Task prompt » The reply should be an exact transcription of every record.

[Records from a dataset]
════
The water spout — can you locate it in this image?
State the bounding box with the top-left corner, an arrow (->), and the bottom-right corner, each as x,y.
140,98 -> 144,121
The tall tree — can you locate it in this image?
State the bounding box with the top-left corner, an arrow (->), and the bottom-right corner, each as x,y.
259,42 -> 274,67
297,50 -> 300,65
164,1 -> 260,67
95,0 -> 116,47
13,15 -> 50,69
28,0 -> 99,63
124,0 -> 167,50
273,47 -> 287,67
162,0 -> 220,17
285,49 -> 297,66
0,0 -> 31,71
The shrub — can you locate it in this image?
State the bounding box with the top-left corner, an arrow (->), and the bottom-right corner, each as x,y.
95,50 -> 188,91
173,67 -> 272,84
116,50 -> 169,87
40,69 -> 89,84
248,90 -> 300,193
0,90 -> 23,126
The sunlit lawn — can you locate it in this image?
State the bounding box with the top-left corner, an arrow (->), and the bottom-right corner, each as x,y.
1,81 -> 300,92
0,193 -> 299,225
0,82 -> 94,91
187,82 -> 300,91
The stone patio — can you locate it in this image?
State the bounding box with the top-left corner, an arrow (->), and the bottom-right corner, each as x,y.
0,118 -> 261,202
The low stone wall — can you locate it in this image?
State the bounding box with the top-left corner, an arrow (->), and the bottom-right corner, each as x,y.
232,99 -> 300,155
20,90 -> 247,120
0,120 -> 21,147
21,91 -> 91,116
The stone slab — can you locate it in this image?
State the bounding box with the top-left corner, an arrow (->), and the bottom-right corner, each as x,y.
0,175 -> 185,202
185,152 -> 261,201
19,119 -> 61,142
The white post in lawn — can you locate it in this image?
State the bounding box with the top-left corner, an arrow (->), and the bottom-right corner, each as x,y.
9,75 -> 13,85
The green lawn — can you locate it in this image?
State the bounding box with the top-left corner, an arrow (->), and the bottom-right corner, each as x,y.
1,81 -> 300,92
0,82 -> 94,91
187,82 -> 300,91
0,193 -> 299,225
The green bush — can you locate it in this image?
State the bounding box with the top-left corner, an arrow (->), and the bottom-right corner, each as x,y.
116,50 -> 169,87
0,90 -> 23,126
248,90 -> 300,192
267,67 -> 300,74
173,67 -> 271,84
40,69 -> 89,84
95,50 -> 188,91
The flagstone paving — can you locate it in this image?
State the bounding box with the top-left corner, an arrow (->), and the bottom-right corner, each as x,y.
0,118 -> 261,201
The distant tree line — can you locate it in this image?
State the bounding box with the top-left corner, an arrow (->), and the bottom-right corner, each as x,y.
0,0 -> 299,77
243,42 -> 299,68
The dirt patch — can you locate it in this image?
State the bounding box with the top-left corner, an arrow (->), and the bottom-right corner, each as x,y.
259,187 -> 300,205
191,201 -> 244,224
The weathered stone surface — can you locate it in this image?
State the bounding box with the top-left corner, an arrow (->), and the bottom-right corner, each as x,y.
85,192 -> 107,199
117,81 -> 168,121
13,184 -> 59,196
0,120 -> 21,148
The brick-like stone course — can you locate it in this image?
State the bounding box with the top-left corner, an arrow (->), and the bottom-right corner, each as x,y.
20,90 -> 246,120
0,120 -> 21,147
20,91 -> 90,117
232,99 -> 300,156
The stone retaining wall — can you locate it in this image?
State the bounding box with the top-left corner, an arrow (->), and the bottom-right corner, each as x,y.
════
Task answer »
The water spout — can you locate it in this image?
State the bounding box with the top-left corner, an arrow (->), and the bottom-right corner, each as x,y.
140,98 -> 144,121
The tall tree — can you locate it in this image?
State the bounding box with the top-left corner, an arrow (->), and the bottom-right corner, each as x,y.
259,42 -> 274,67
297,50 -> 300,65
164,1 -> 260,67
95,0 -> 116,47
13,15 -> 50,69
28,0 -> 99,63
124,0 -> 167,50
273,47 -> 287,67
162,0 -> 220,17
285,49 -> 297,66
0,0 -> 31,71
The shrub — can you locate it in this image?
State the bounding box with the top-left corner, an arrow (->), and the bottom-right corner, each as x,y.
95,50 -> 188,91
173,67 -> 272,84
116,50 -> 169,87
40,69 -> 89,84
248,90 -> 300,193
0,90 -> 23,126
The sunlit lawn — can you locate it in this image?
State the bounding box with the top-left corner, an arrow (->), and the bottom-right corner, each as x,y.
1,81 -> 300,92
0,193 -> 299,225
0,82 -> 94,91
187,82 -> 300,91
The stone patio — can you locate it in this image?
State the bounding box with the top-left corner, an arrow (->), and the bottom-right corner, each as x,y.
0,118 -> 261,202
The low stone wall — can you locate it in this image?
State the bounding box with the top-left corner, an arrow (->), and the bottom-right corner, each as x,y.
232,99 -> 300,155
20,90 -> 247,120
0,120 -> 21,147
21,91 -> 91,116
The stone slab — can you locate it in this image?
State the bounding box with the top-left corner, an arrow (->), and the bottom-right corner, each as x,y.
0,175 -> 185,202
185,152 -> 261,201
19,119 -> 61,142
The white post in lawn — can you locate it in this image?
State the bounding box with the top-left corner, an arrow (->), and the bottom-right corner, each as x,y.
9,75 -> 13,85
The green lawn — can you locate it in this image?
State the bounding box with the top-left corner, an arrow (->), and the bottom-right corner, each as x,y.
1,81 -> 300,92
0,82 -> 94,91
187,82 -> 300,91
0,193 -> 299,225
The green bush — can you locate it in this image?
State the bounding box with the top-left corner, an arrow (->), and the bottom-right corner, each as x,y.
116,50 -> 169,87
0,90 -> 23,126
248,90 -> 300,192
267,67 -> 300,74
173,67 -> 271,84
40,69 -> 89,84
95,50 -> 188,91
The flagstone paving — can you locate it in this image?
State the bounding box with the top-left corner, an arrow (->), and the bottom-right corner, each as x,y.
0,118 -> 261,201
The distant tree line — can you locate it in this image?
State the bounding box with the top-left corner, an arrow (->), and the bottom-right corner, each as x,y.
0,0 -> 299,77
243,42 -> 299,68
The dirt patch — can you locate it in this image?
State the bounding box with the top-left corner, an arrow (->), and the bottom-right corner, each as x,y.
259,187 -> 300,205
191,201 -> 244,224
The weathered stone surface — can you locate it in this image?
State the bounding box with the top-left corner, an arrow (->), and the bottom-right corner, each as x,y.
85,192 -> 107,199
117,81 -> 168,121
13,184 -> 59,196
0,120 -> 21,148
The brick-like stone course — can you locate it in this image?
State the bounding box with the top-left corner, an arrow (->), and the bottom-right corner, each as x,y.
20,90 -> 246,120
0,120 -> 21,147
20,91 -> 90,117
232,99 -> 300,156
The stone retaining wall — can you locate it in this image?
State the bounding box with the top-left corner, an arrow (->), and the bottom-right corner, each as x,y.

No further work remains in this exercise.